Page text =>
--
Pending bills
When politics becomes Senyor Esteve's Sunday afternoon, going through bills and invoices, the dangerous temptation to walk away grows. The first session of the investiture debate of Pere Aragonès ended up failing, as expected after Junts announced its abstention. The tone of the interventions distances the possibility of a coalition agreement in the near future and spreads the feeling that the level of politics continues in free fall.
ERC had played hardball by concluding an agreement with the CUP before opening a stable line of dialogue with the main partner, and Junts opted to take offence with a list of grievances presented through Albert Batet, who raised the price of eventual political support by recalling the number of its essential MPs and reproaching ERC for its role during the last legislature in the Parliament, where, he said, on "30 January the legitimacy of the presidency was not defended".
Junts wants an agreement that goes beyond government portfolios: one which aligns strategies in Madrid and abroad. In fact, what Junts wants is to not give up the two-party leadership of independence and considers that the election results are a technical draw - and not a defeat.
--
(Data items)
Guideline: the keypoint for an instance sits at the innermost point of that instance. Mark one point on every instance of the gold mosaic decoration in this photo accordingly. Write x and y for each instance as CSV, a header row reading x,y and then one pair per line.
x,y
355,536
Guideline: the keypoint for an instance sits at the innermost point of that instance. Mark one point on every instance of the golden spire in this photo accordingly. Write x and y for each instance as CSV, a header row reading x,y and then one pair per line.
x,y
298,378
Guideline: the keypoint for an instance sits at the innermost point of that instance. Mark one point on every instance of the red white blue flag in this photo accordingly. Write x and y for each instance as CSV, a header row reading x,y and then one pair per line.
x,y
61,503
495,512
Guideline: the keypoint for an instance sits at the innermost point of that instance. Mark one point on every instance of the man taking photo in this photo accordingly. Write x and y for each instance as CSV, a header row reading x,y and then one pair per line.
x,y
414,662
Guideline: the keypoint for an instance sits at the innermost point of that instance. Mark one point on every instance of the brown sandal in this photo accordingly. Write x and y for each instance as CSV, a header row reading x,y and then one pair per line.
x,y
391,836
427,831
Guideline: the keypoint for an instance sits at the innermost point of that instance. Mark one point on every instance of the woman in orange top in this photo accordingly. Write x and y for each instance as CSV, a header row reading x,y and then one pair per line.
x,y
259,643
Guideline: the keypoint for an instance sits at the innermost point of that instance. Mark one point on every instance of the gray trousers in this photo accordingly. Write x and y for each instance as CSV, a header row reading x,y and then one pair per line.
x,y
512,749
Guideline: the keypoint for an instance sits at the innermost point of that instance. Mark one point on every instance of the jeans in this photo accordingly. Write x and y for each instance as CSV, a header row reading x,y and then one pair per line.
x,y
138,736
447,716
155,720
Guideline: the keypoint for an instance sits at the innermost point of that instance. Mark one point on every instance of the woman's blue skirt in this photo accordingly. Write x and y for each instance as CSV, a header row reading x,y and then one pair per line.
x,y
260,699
--
Exercise set =>
**A.** Reproduce the passage of the Pending bills text from "ERC had played" to "not a defeat.".
**B.** According to the Pending bills text, why did the first session of Pere Aragonès's investiture debate fail?

Replies =>
**A.**
ERC had played hardball by concluding an agreement with the CUP before opening a stable line of dialogue with the main partner, and Junts opted to take offence with a list of grievances presented through Albert Batet, who raised the price of eventual political support by recalling the number of its essential MPs and reproaching ERC for its role during the last legislature in the Parliament, where, he said, on "30 January the legitimacy of the presidency was not defended".
Junts wants an agreement that goes beyond government portfolios: one which aligns strategies in Madrid and abroad. In fact, what Junts wants is to not give up the two-party leadership of independence and considers that the election results are a technical draw - and not a defeat.

**B.** The session failed because Junts had announced its abstention, so the outcome was expected.